- [What the task requires]: Every entry must reappear in your answer exactly as written, though its pictures must not.

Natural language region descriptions
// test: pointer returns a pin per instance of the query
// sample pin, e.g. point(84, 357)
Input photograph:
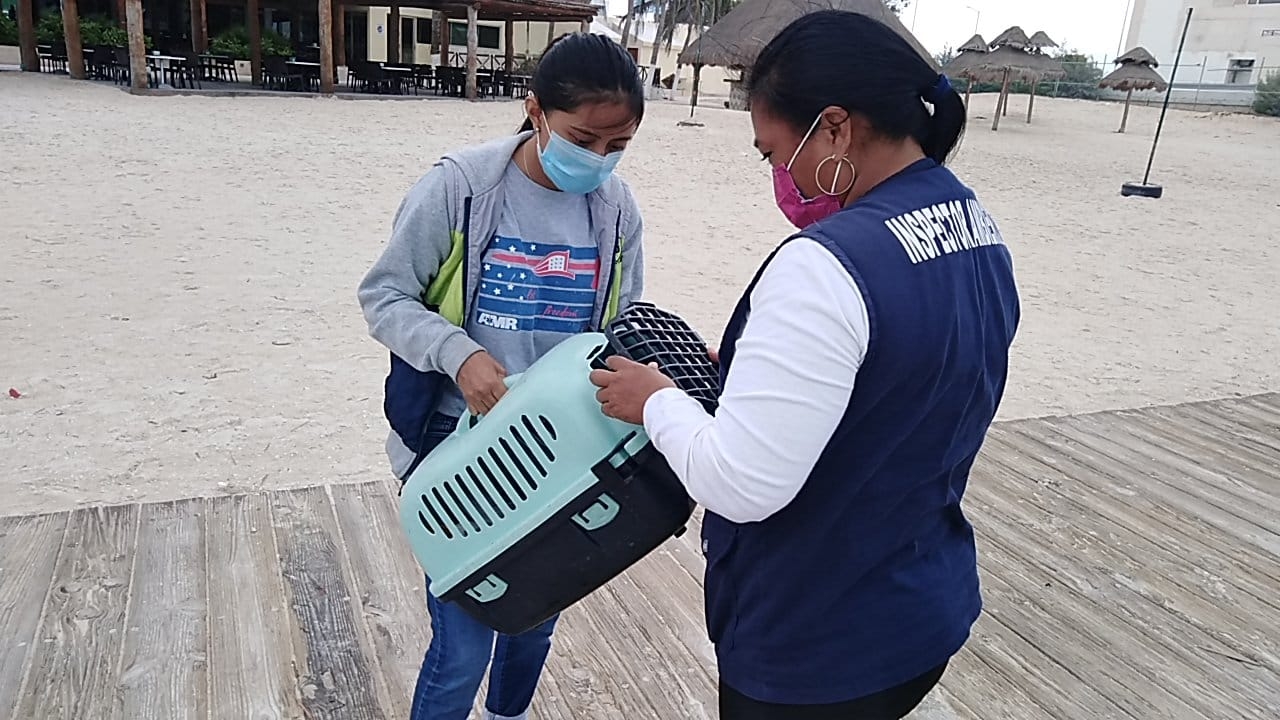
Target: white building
point(1230, 45)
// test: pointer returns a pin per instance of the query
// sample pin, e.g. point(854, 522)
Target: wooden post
point(472, 49)
point(446, 37)
point(255, 41)
point(698, 78)
point(199, 26)
point(137, 46)
point(1002, 101)
point(393, 35)
point(71, 35)
point(324, 24)
point(27, 37)
point(339, 35)
point(510, 60)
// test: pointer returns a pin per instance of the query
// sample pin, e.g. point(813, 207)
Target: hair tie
point(940, 91)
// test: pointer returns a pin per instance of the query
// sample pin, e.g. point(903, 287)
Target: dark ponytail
point(849, 60)
point(581, 68)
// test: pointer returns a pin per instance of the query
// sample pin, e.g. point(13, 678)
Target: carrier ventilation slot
point(496, 484)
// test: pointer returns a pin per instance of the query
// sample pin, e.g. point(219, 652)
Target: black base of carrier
point(624, 516)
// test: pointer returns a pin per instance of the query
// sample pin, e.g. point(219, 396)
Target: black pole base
point(1142, 190)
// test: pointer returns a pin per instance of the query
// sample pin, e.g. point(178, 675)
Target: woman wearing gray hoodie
point(498, 254)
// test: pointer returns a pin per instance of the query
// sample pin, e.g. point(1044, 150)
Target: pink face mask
point(803, 212)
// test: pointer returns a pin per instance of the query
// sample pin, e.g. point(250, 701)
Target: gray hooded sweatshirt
point(462, 199)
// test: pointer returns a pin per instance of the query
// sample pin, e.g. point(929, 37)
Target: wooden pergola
point(332, 14)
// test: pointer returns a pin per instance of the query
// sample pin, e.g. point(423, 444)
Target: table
point(163, 63)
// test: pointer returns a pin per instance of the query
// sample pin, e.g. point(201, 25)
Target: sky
point(1093, 27)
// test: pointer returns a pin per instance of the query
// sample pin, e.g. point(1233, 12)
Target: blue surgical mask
point(574, 168)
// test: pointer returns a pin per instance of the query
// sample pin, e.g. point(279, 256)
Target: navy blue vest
point(869, 577)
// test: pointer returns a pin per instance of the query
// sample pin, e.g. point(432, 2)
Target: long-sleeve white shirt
point(786, 391)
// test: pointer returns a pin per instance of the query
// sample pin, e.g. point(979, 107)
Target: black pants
point(887, 705)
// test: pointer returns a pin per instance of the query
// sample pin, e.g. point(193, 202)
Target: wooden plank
point(1048, 686)
point(645, 673)
point(137, 45)
point(393, 33)
point(199, 26)
point(27, 36)
point(1162, 481)
point(389, 586)
point(72, 39)
point(164, 668)
point(472, 50)
point(337, 674)
point(1119, 500)
point(1228, 446)
point(250, 659)
point(28, 552)
point(73, 670)
point(1205, 469)
point(1182, 632)
point(254, 19)
point(339, 35)
point(324, 9)
point(588, 670)
point(1097, 660)
point(1270, 401)
point(1192, 566)
point(1239, 434)
point(508, 40)
point(1185, 660)
point(972, 683)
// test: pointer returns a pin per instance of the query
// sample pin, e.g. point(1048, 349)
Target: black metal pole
point(1168, 95)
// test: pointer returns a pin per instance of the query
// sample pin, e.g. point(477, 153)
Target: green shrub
point(94, 31)
point(103, 31)
point(1267, 96)
point(49, 28)
point(234, 44)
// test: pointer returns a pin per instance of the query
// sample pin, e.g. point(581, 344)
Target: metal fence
point(1196, 85)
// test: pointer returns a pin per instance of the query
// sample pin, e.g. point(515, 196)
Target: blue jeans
point(462, 648)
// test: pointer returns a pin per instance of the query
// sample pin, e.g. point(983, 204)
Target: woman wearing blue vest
point(860, 372)
point(497, 255)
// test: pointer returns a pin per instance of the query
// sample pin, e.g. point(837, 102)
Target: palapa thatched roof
point(739, 37)
point(1041, 40)
point(974, 44)
point(1011, 37)
point(964, 63)
point(1134, 76)
point(1022, 65)
point(1139, 57)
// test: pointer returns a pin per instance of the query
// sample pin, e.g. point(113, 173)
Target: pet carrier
point(522, 513)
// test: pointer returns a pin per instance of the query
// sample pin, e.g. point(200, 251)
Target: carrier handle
point(488, 589)
point(467, 420)
point(599, 514)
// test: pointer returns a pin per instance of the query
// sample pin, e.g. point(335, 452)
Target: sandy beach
point(177, 274)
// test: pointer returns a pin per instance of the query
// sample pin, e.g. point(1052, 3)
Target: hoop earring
point(840, 163)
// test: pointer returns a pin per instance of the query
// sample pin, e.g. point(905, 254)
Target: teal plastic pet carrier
point(526, 510)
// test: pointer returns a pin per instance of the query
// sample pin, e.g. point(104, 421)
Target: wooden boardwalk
point(1130, 565)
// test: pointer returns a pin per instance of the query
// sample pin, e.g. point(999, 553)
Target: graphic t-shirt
point(539, 278)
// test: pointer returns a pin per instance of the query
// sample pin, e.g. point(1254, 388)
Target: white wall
point(1221, 31)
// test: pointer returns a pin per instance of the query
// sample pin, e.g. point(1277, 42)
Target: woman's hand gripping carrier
point(525, 511)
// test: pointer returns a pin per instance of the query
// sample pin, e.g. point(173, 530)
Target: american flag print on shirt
point(533, 286)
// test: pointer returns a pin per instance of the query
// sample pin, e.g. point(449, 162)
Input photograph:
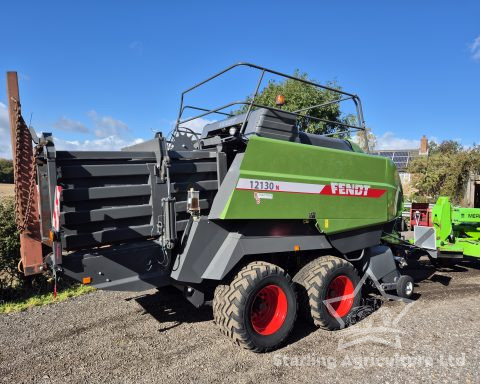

- [Final answer]:
// test: pointer returns a pin per instance of the query
// sample pin, e.g. point(84, 357)
Input photograph:
Target: white building
point(1230, 45)
// test: pointer returns a pin per instance of the query
// sample pin, e.g. point(854, 522)
Target: wooden post
point(472, 49)
point(446, 37)
point(255, 41)
point(698, 78)
point(199, 26)
point(137, 46)
point(1002, 101)
point(393, 35)
point(71, 35)
point(324, 24)
point(27, 37)
point(339, 35)
point(510, 60)
// test: pointer returns a pin per instance of the query
// sample pin, e.g. point(813, 207)
Target: hair tie
point(940, 91)
// test: pointer returns a pin per instance of the query
// sample pin, e.g. point(903, 287)
Target: dark ponytail
point(849, 60)
point(581, 68)
// test: pointer returns a pin per instance of the query
// sample pin, e.g. point(13, 678)
Target: carrier ventilation slot
point(496, 484)
// test: pointer returns a pin per instance of the query
// sample pin, e.g. point(219, 652)
Target: black base of carrier
point(624, 516)
// test: pointer returns a pin per instance of the query
// sample pin, e.g. point(219, 396)
Target: black pole base
point(1142, 190)
// test: pointer returns a pin per instance of the query
// sample pin, e.g. point(178, 675)
Target: woman wearing gray hoodie
point(498, 254)
// test: pointer returns a pin per instance of the query
// sample pin, e.g. point(1044, 150)
Target: pink face mask
point(803, 212)
// test: pointer returns a pin per instance of the query
// sample pin, e.g. point(250, 701)
Target: gray hooded sweatshirt
point(462, 199)
// test: pointer returns a pin per instance of the query
// sample pin, e.g. point(929, 37)
Target: wooden pergola
point(332, 14)
// test: pointer returns a pin per instance of the query
// sample pin, e.g. point(423, 444)
Target: table
point(163, 63)
// test: pointer returns a pin per instance of the query
// sample pin, e.g. point(201, 25)
Target: sky
point(1093, 27)
// test: pointer returns a pin per instance of the query
// sample pin, e.g. point(1233, 12)
Target: blue surgical mask
point(574, 168)
// test: pointer returns a pin per instance of the query
// sample pin, e.g. point(279, 256)
Target: navy blue vest
point(869, 577)
// test: pointer returns a pin per instance of the query
// sample pin, e.g. point(432, 2)
Target: long-sleeve white shirt
point(786, 391)
// test: pointer returns a pin per instance of the query
// sample pin, e.g. point(979, 107)
Target: black pants
point(887, 705)
// test: pointer returns a pin per instance of the query
// sample pin, e.g. point(193, 202)
Target: wooden plank
point(1048, 686)
point(645, 673)
point(137, 45)
point(393, 33)
point(199, 26)
point(27, 36)
point(1162, 481)
point(389, 586)
point(72, 39)
point(164, 668)
point(472, 50)
point(337, 674)
point(1119, 500)
point(1228, 446)
point(250, 659)
point(28, 552)
point(73, 670)
point(1205, 469)
point(1182, 632)
point(254, 19)
point(339, 35)
point(324, 9)
point(588, 670)
point(1097, 660)
point(1270, 401)
point(1192, 566)
point(1239, 434)
point(508, 40)
point(1185, 660)
point(972, 683)
// test: pointer returns a pin per instance of the query
// sample pin, e.g. point(1048, 349)
Target: black metal pole
point(1168, 95)
// test: pointer returns a pin per instance of the query
// sample pin, e.g. point(477, 153)
Target: green shrub
point(94, 31)
point(103, 31)
point(1267, 96)
point(49, 28)
point(234, 44)
// test: pointer returns a pin per instance of the query
// sample pin, e.g. point(581, 344)
Target: metal fence
point(1196, 85)
// test: pointer returns a pin per instance of the query
// sample pin, e.g. point(515, 196)
Target: blue jeans
point(462, 648)
// test: pointer returns a pin per instance of the query
// sample pin, e.g. point(983, 204)
Target: woman wearing blue vest
point(860, 372)
point(497, 255)
// test: pointer returns a pin per instance of the query
// sample pin, e.g. point(837, 102)
Target: palapa thatched roof
point(739, 37)
point(1041, 40)
point(974, 44)
point(1011, 37)
point(964, 63)
point(1134, 76)
point(1022, 65)
point(1139, 57)
// test: pointer returns a pin per instance of the query
// sample pin, e.g. point(113, 173)
Target: pet carrier
point(522, 513)
// test: pointer returns a pin per instance of the query
// sample pin, e.g. point(200, 251)
Target: carrier handle
point(488, 589)
point(467, 420)
point(599, 514)
// test: pointer returns a pin per instance of the query
// sample pin, e.g. point(335, 452)
Target: sandy beach
point(177, 274)
// test: pointer returns a pin per instance of the query
// sample pin, e.g. point(1052, 3)
Target: hoop earring
point(840, 163)
// test: pointer returns a pin per instance of the query
// sample pin, e.g. point(905, 254)
Target: teal plastic pet carrier
point(526, 510)
// test: pointer returns a pin per instance of the query
// sample pin, e.g. point(104, 421)
Target: wooden boardwalk
point(1130, 565)
// test: pointer returns a pin per instance of the query
// sample pin, e.g. point(999, 553)
Target: graphic t-shirt
point(539, 278)
// test: pointer returns a pin per instance of the query
// sample pin, e.g. point(1254, 388)
Target: white wall
point(1221, 31)
// test: pointer returns a pin per instance of the query
// sample pin, e.g. point(1277, 42)
Target: woman's hand gripping carrier
point(525, 511)
// test: pointer returns a pin per instance of the query
// sample pin, e.g. point(173, 530)
Target: american flag print on shirt
point(533, 286)
// test: pointer returns a pin per instance of the query
// sample pin, e.g. point(449, 162)
Input photograph:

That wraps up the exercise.